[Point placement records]
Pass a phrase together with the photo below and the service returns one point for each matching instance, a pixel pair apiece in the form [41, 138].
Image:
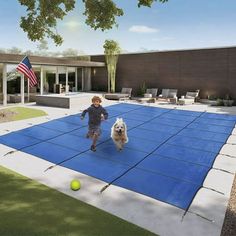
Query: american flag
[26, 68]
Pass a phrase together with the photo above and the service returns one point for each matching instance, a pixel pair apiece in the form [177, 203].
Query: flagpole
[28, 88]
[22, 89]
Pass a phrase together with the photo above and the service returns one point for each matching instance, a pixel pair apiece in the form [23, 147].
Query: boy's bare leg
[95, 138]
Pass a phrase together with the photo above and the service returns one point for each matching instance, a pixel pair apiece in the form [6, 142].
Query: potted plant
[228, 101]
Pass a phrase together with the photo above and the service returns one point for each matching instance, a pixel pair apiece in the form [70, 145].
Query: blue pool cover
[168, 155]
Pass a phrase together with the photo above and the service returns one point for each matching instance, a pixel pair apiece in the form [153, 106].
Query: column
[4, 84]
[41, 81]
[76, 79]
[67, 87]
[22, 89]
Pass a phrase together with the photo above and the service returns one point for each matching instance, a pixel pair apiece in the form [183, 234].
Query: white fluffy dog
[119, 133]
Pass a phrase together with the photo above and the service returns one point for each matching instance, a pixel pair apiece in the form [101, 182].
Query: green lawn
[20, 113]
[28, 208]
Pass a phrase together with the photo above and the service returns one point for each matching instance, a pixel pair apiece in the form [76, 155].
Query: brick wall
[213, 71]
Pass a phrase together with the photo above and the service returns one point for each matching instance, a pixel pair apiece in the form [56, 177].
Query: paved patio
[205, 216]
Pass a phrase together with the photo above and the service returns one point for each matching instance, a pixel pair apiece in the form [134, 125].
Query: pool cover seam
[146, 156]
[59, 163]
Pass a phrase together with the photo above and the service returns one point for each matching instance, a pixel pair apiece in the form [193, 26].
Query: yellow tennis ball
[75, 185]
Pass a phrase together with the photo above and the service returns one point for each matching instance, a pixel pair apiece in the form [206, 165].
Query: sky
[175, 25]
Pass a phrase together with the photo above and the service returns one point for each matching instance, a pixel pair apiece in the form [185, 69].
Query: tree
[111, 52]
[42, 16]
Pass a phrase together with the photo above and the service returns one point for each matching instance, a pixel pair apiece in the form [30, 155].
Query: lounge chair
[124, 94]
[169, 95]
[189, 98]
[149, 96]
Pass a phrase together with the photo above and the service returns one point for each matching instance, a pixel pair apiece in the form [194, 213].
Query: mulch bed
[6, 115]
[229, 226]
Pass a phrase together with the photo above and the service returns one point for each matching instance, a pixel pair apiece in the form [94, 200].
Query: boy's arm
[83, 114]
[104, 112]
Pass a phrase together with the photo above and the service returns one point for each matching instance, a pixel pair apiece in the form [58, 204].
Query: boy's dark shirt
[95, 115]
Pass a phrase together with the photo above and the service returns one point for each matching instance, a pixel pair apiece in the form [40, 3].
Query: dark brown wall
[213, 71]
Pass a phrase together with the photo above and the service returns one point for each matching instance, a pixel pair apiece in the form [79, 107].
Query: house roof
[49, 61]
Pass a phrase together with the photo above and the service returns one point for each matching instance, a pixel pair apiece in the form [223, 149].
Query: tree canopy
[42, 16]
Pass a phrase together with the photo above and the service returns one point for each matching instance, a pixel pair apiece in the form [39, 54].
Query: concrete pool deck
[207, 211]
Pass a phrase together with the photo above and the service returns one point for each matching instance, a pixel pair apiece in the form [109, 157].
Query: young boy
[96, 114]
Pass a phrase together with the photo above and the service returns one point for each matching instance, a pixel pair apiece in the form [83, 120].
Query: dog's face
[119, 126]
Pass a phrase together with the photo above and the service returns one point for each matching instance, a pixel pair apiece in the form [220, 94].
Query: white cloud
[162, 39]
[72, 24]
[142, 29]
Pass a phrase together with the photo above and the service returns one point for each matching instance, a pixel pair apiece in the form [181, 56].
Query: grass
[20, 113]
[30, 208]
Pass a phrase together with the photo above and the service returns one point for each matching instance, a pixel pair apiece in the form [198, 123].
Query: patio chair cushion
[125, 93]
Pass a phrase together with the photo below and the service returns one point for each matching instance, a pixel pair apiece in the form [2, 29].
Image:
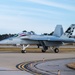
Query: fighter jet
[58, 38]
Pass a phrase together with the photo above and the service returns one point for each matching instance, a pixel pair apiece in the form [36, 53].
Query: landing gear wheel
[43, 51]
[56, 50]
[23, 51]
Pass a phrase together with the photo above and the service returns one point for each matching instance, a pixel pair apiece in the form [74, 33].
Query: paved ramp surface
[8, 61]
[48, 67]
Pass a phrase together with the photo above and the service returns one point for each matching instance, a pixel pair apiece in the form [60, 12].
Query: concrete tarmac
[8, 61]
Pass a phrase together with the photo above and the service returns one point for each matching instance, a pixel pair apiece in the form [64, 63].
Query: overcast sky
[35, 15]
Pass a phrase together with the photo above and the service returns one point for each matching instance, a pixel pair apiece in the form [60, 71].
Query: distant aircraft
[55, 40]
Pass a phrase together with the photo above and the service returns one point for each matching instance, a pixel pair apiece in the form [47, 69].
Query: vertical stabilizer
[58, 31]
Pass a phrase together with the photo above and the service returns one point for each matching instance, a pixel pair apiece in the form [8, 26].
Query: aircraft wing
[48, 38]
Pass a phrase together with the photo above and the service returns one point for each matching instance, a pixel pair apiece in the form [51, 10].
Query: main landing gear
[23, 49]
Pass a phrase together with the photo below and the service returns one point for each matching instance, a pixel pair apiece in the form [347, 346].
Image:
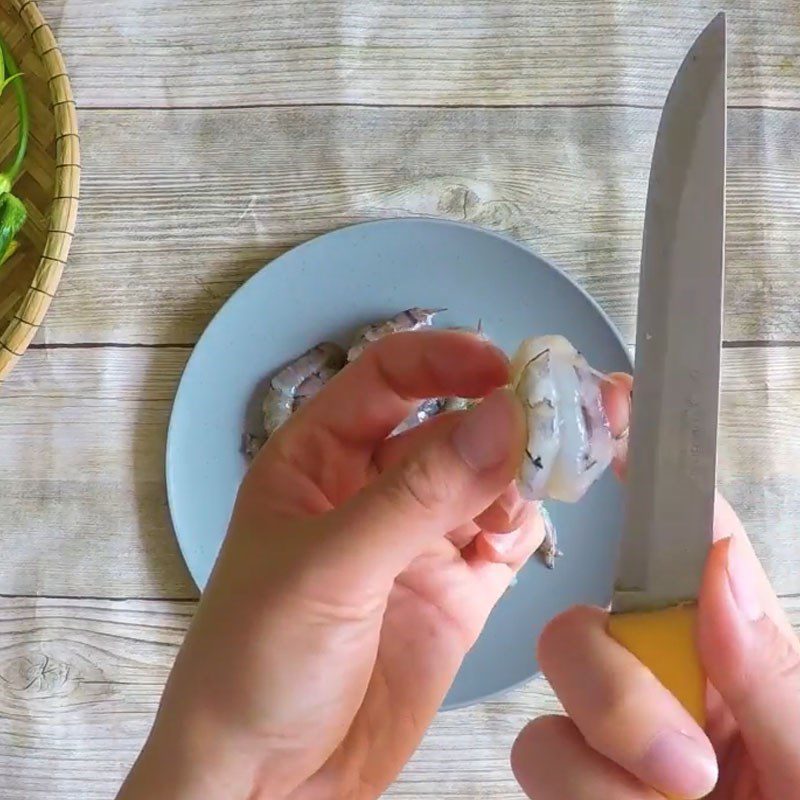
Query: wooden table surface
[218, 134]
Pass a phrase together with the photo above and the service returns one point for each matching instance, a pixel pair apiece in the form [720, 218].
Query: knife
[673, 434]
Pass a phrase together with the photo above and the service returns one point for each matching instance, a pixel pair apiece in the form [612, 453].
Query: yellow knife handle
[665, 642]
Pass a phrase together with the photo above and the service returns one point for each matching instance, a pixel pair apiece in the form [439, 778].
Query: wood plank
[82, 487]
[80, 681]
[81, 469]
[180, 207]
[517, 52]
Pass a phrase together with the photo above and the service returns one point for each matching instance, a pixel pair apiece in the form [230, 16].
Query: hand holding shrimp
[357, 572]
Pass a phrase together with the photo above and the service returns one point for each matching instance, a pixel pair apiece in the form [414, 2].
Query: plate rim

### GIVEN INSTRUCTION:
Return all of the material above word for word, line by line, leaving out the pictures.

### EXERCISE RESULT:
Pass a phrase together with the photo below and the service returns one point for each matching instance, a pixel pair apiece in the form [41, 138].
Image:
Query: american flag
[26, 68]
Pass a phrase together with the photo above and the service returns one point for each matching instance, a pixel pair apiece in the form [177, 203].
Query: flagpole
[28, 88]
[22, 89]
Pass a phrase together with the photo above and the service returns one point for each matching instance, a pixel pair apiece in the form [23, 147].
Query: boy's bare leg
[95, 138]
Pass a phrase together with the photo above and the service returns one point for each matching instance, a pixel pair apiece in the form [6, 142].
Query: potted plant
[228, 101]
Pass a phrase together with the photo above and the service returns one point for each matching instance, a pixel pair apiece in the form [70, 145].
Query: blue pool cover
[168, 155]
Pass a phrase together with the photo above and the service returns one point for each matching instance, a pixel pair apiece in the form [153, 106].
Query: column
[4, 84]
[41, 81]
[76, 79]
[67, 87]
[22, 89]
Pass a phrase together with the photo above and the service returns one point for each matching instance, a pixel pair apiece in the form [183, 234].
Query: white fluffy dog
[119, 133]
Pass a phrase together with the photo above and the service returns one point for each matching instance, a pixel pair apiece in the form [101, 182].
Query: green lawn
[20, 113]
[28, 208]
Pass a phrase together with the photo above and the service returns one point for each matching instance, a pixel pair apiece in the form [76, 155].
Query: brick wall
[213, 71]
Pass a phrase together with the photo above and the service returns one point for each matching instance, a pixel pair apiece in the form [56, 177].
Query: paved patio
[205, 216]
Pass a phrase together with the photo above and the service returns one point for each matching instance, a pixel pair apiece in the form [134, 125].
Query: pool cover seam
[146, 156]
[59, 163]
Pass a phrase together with the photo above and the service returns one point for each matching instance, a pixel pair apiece in the form [193, 26].
Query: yellow tennis ball
[75, 185]
Pass a phrase together with the photo above and the service returns one point for each matching instance, a pixel pair apiece in the form [206, 165].
Query: sky
[175, 25]
Pass a phrase together with the photo above and the service returns one point for each matching instance, a pixel pair apiece in the form [185, 69].
Query: tree
[111, 52]
[42, 16]
Pass a phrase together with the photo above and the service returns one point for each matching instance, a pixel pair apiece in the form [30, 155].
Query: lounge chair
[124, 94]
[169, 95]
[189, 98]
[149, 96]
Pass a phrase together with the photo above and the service returns one point for each matching instance, a pixel pair apiece in the form [194, 213].
Query: mulch bed
[6, 115]
[229, 226]
Pass a phrase together with the photo above and the service returns one point for each matching instance, a pixel pair apiece in the form [94, 200].
Query: boy's arm
[83, 114]
[104, 112]
Pass a phrase together with the photo above and the service returns one point for each matching instance, a pixel pair apiece in the form [58, 204].
Query: boy's dark shirt
[95, 115]
Pass a phrase together with the photo above and the service returns one point for each matching instance, a pixel pair apiece in the form [40, 3].
Query: dark brown wall
[213, 71]
Pass a phrase together with the photo above and the service returns one point for each matching instance, a pixel pair apiece in the form [79, 107].
Query: house roof
[49, 61]
Pass a phrase together with the photo above and the service returns one point for each matching instance, a pixel pair apiece in the form [223, 149].
Query: tree canopy
[42, 16]
Pass a phrase together with the photo above and the service returns one point for each matching instance, a pixel pair apiece in the form [39, 54].
Query: concrete pool deck
[207, 211]
Pass a phrase together with the photo above and the service returns one point for each matching instance, a pixel pair apiece in the form [109, 157].
Query: young boy
[96, 114]
Pass a phrase together with the photo above and the service returns one point for each matching instance, a pixel pair apiece in the form [83, 120].
Query: dog's face
[119, 126]
Pass a phrase together with the photo above and the service returns one point for each matching instance, a pixel pair apiece in the form [220, 94].
Query: white cloud
[162, 39]
[72, 24]
[142, 29]
Pass a phrase together with the photo above and the service returns one point for each matching instance, a pixel pair apiece in the form [181, 56].
Query: grass
[20, 113]
[30, 208]
Pass a phrase together with the photo above and the service returns one point for each matching instance, a pixel pair apiece in the form [198, 123].
Query: patio chair cushion
[125, 93]
Pass a phrase together with the photo below and the service returns one point for each matching instance, a pixel pair apiece in the form [2, 29].
Image:
Query: fighter jet
[58, 38]
Pass a phrase together with the photo above and the service returns one point for each matching instance, a pixel pair apiece in the form [36, 53].
Query: landing gear wheel
[43, 51]
[56, 50]
[23, 51]
Pass a phrase together with the photo above and the service returns one point for each matching instance, a pixel pair apiece in the form [74, 33].
Query: paved ramp surface
[8, 61]
[48, 67]
Pass a phrase together with the photo above and the service returns one point for each matching instance, a pixel pair apiece in the form [60, 12].
Query: concrete tarmac
[8, 61]
Pass a phrase together with the photo above and the service returns one point for each matching instance, a pixel pair apiece in the form [64, 63].
Query: overcast sky
[35, 15]
Pass a phrase together with the photo above and the service returns one point for each matching instance, a pixel pair apiece in the form [60, 71].
Query: distant aircraft
[55, 40]
Pass a phrase together with the photo above and the service returns one point for each matching instance, a pixel pair apiece in the form [47, 69].
Query: vertical stabilizer
[58, 31]
Pass a phrase together with the photo above and the service returns one point for each matching instance, a pixel pair apiece in the form [8, 26].
Query: aircraft wing
[48, 38]
Pass a phrase together with the photo above and the service returns one point for each matching instance, a pixel pair apiece in the form [51, 10].
Query: main landing gear
[23, 49]
Pass a phrase together with the photo below and the service returns one point for each matching instance, a pixel pair apiece in the form [347, 346].
Image:
Query: wooden table surface
[218, 134]
Pass a phrase together with the photo above and the service returns one point for each matching instance, a pixel pair apiece in the form [720, 218].
Query: knife
[673, 434]
Pass a phrase together with the photo above and the service returns one point for each matching instance, a pixel pair apiece in the form [612, 453].
Query: yellow knife handle
[665, 642]
Pass a phrase together with the photo above and the service returns one point for each matching instance, a pixel pair apiece in the form [439, 778].
Query: wood plank
[82, 487]
[80, 681]
[81, 469]
[180, 207]
[517, 52]
Pass a phrase together with the photo above and the service returns one point for each matching instance, a pixel pair apiece in the form [230, 16].
Query: hand holding shrimp
[357, 572]
Pass a phrase together with the photo above and the service returns one point for each matching instance, a pixel pair apiece in the form [414, 2].
Query: plate rim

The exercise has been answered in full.